:: TO DO ::
All of the data should be given again word for word, though the images are to be left out.

-- STORED DATA follows --

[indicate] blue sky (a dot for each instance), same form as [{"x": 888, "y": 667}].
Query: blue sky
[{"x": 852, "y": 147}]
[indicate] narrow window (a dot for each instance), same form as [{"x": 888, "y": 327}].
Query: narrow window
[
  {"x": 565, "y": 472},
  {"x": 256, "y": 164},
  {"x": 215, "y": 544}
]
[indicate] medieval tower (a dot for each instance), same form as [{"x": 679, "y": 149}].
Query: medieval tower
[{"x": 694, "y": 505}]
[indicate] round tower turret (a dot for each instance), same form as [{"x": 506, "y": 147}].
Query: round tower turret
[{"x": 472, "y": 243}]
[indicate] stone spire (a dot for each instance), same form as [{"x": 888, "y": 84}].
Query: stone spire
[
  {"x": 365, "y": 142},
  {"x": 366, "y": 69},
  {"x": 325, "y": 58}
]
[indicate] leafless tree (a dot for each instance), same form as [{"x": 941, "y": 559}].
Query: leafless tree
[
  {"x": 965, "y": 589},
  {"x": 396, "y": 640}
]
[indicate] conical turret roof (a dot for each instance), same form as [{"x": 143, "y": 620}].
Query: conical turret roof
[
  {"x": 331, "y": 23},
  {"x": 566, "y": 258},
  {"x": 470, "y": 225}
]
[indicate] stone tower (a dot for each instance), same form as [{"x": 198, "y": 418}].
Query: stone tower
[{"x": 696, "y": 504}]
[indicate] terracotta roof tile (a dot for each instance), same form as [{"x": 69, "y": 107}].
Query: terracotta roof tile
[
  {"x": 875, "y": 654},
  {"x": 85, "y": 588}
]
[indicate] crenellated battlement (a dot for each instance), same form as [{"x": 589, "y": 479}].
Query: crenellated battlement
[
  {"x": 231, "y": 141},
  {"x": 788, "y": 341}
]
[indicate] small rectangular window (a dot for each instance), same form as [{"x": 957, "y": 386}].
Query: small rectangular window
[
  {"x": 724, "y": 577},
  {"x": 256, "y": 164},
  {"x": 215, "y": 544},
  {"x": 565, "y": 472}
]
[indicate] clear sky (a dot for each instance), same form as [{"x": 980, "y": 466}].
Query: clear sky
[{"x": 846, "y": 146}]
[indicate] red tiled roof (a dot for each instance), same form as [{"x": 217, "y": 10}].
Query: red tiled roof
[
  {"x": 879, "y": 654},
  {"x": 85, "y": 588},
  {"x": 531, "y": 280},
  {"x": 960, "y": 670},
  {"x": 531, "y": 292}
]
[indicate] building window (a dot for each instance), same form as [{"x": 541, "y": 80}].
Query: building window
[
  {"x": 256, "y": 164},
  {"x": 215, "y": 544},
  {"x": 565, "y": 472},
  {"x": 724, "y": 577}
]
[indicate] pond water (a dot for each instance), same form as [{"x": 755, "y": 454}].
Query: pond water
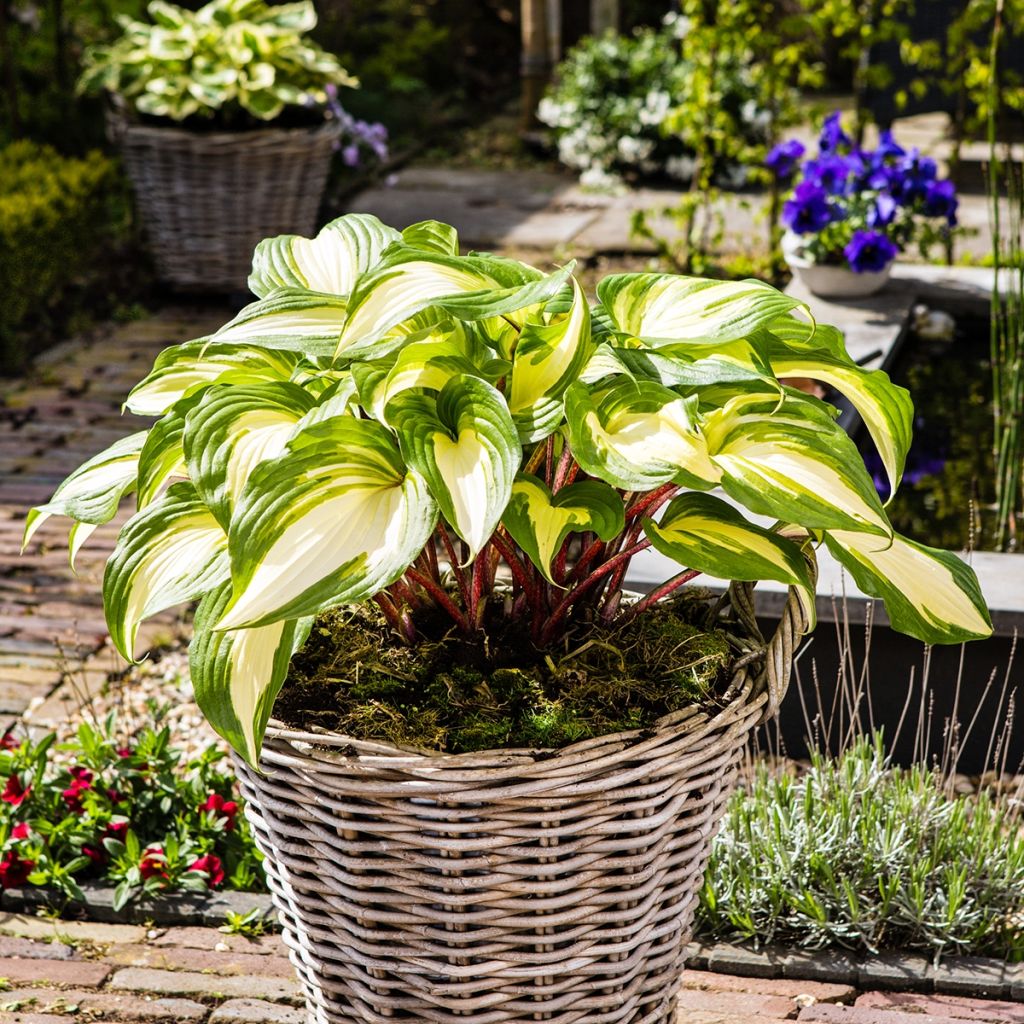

-- STORED DATA concluded --

:: WRITTEN ANSWER ::
[indicate] blue sky (a dot for each instance), same form as [{"x": 888, "y": 667}].
Query: blue sky
[{"x": 852, "y": 147}]
[indicate] narrow window (a dot for each instance), same form as [{"x": 888, "y": 327}].
Query: narrow window
[
  {"x": 565, "y": 472},
  {"x": 256, "y": 164},
  {"x": 215, "y": 544}
]
[indicate] medieval tower (a dot for each instance), same form as [{"x": 679, "y": 149}].
Query: medieval tower
[{"x": 694, "y": 505}]
[indicate] round tower turret (a dot for each instance), same form as [{"x": 506, "y": 147}].
Query: round tower turret
[{"x": 472, "y": 243}]
[indicate] stone spire (a dot for each instance), same form as [{"x": 888, "y": 84}].
Query: stone spire
[
  {"x": 365, "y": 142},
  {"x": 366, "y": 69},
  {"x": 325, "y": 58}
]
[indicate] leafless tree (a dot for each instance), same form as [{"x": 941, "y": 559}].
Query: leafless tree
[
  {"x": 965, "y": 589},
  {"x": 396, "y": 640}
]
[indicate] conical turret roof (a dot for each instance), same form as [{"x": 143, "y": 620}].
Query: conical turret roof
[
  {"x": 331, "y": 23},
  {"x": 566, "y": 258},
  {"x": 470, "y": 225}
]
[indicate] stone tower (a dot for each instance), same form as [{"x": 198, "y": 418}].
Query: stone tower
[{"x": 696, "y": 504}]
[indicate] terracotta roof tile (a dot for each instance), same form as [{"x": 69, "y": 107}].
Query: terracotta roof tile
[
  {"x": 875, "y": 654},
  {"x": 85, "y": 588}
]
[indicate] crenellated battlement (a dot for each instance), same form as [{"x": 589, "y": 479}].
Query: crenellated battlement
[
  {"x": 231, "y": 141},
  {"x": 788, "y": 341}
]
[indicate] small rectangular window (a dot for each instance), same form as [{"x": 957, "y": 386}].
Query: small rectangular window
[
  {"x": 724, "y": 577},
  {"x": 256, "y": 164},
  {"x": 215, "y": 544},
  {"x": 565, "y": 472}
]
[indicate] clear sky (a dot for each instance), same form as [{"x": 980, "y": 466}].
Query: clear sky
[{"x": 846, "y": 146}]
[indicate] red tiled roof (a dot for each instance), same form as [{"x": 217, "y": 10}].
Query: red tiled roof
[
  {"x": 879, "y": 654},
  {"x": 85, "y": 588},
  {"x": 531, "y": 280},
  {"x": 960, "y": 670},
  {"x": 531, "y": 292}
]
[indicate] building window (a dot for each instance), same form as [{"x": 541, "y": 80}].
Query: building window
[
  {"x": 256, "y": 164},
  {"x": 215, "y": 544},
  {"x": 565, "y": 472},
  {"x": 724, "y": 577}
]
[indicate] pond water (a dot for each instance), same form as [{"x": 755, "y": 454}].
Query: pond water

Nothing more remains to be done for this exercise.